▸ Extract:
— BEGIN —
Introduction

For much of this semester, we assumed that transactions ran on databases where all of the data existed on one node (machine). This is often the case for databases with lighter workloads, but as demand increases, databases scale out to improve performance by using a Shared Nothing architecture. Each node receives a partition of the data set that is distributed based on a range or hash key and is connected to other nodes through a network. Distributed Transactions are needed for executing queries in distributed databases as a transaction may need to perform reads and writes on data that exist on different nodes.

Distributed Locking

Since every node contains data that is independent of any other node’s data, every node can maintain its own local lock table. This works if the data fits entirely within that node, such as pages or tuples of data. For coarser grained locks on data that spans multiple nodes, such as a table or database, the coarser grained locks can either be given to all nodes containing a partition of that data or be centralized at a predetermined master node. This design makes locking simple as 2 phase locking is performed at every node using local locks in order to guarantee serializability between different transactions.
— END —
▸ Work to do:
#1 In the distributed transactions text, what determines how the data set is split into partitions across nodes?
#2 Pick up the distributed transactions text after its final sentence and continue it.

Pointing dataset excerpts
— BEGIN —
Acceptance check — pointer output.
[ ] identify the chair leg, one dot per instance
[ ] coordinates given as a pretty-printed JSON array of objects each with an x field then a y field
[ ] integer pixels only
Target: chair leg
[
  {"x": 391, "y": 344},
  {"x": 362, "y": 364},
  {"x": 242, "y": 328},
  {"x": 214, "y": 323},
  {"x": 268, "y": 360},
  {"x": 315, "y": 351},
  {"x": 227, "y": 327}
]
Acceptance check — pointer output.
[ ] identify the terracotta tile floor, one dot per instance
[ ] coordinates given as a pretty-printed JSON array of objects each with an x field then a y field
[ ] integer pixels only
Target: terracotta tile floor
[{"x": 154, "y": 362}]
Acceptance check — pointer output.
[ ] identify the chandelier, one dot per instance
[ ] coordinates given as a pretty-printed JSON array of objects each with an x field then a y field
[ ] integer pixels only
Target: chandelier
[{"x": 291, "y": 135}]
— END —
— BEGIN —
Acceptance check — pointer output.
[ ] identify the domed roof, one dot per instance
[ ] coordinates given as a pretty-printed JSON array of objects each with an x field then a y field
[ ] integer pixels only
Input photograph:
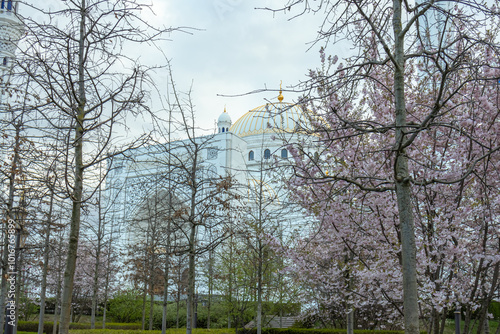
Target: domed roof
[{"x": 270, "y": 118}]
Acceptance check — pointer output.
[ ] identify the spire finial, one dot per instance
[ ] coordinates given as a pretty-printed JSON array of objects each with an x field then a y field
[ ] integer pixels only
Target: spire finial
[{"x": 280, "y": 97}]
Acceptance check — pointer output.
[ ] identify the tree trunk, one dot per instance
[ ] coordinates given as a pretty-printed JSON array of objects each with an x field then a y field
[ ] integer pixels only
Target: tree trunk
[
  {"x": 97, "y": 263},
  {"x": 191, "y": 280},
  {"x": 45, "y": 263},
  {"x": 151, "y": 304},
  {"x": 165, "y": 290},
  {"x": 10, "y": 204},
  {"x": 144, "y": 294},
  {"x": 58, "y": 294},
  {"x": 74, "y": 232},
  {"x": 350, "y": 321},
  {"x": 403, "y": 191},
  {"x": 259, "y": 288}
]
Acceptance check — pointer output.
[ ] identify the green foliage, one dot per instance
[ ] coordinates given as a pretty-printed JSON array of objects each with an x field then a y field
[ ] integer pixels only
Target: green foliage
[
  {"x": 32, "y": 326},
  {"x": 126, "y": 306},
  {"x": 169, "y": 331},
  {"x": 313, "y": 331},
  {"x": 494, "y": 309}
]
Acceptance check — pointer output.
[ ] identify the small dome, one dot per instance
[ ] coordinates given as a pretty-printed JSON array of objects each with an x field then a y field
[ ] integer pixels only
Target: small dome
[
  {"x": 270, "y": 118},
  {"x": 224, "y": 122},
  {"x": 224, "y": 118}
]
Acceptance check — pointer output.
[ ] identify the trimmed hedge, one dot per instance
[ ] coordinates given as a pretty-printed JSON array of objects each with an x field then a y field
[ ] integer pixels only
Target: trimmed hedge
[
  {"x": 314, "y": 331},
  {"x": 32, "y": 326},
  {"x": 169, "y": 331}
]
— END —
▸ Expected results:
#1 A range or hash key.

#2
When dealing with locking, deadlock is always a possibility. To determine whether deadlock has occurred in a distributed database, the waits-for graphs for each node must be unioned to find cycles as transactions can be blocked by other transactions executing on different nodes. Do this by drawing all waits-for graphs on top of each other. If a cycle is detected in this unioned graph, then there is a deadlock within the distributed system.

image image

Two Phase Commit (2 PC)

With a distributed database where transactions can be running on multiple nodes, how do the various nodes know whether to commit or abort a transaction? In either case, commit or abort, we want to ensure that all nodes reach consensus, which is to say that all nodes agree on one course of action. Consensus is implemented through Two Phase Commit and enforces the property that all nodes maintain the same view of the data. It provides this guarantee by ensuring that a distributed transaction either commits or aborts on all nodes involved. If consensus is not enforced, some nodes may commit the transaction while others abort, causing nodes to have views of data at different points in time.

Every distributed transaction is assigned a coordinator node that is responsible for maintaining consensus among all participant nodes involved in the transaction. When the transaction is ready to commit, the coordinator initiates Two Phase Commit.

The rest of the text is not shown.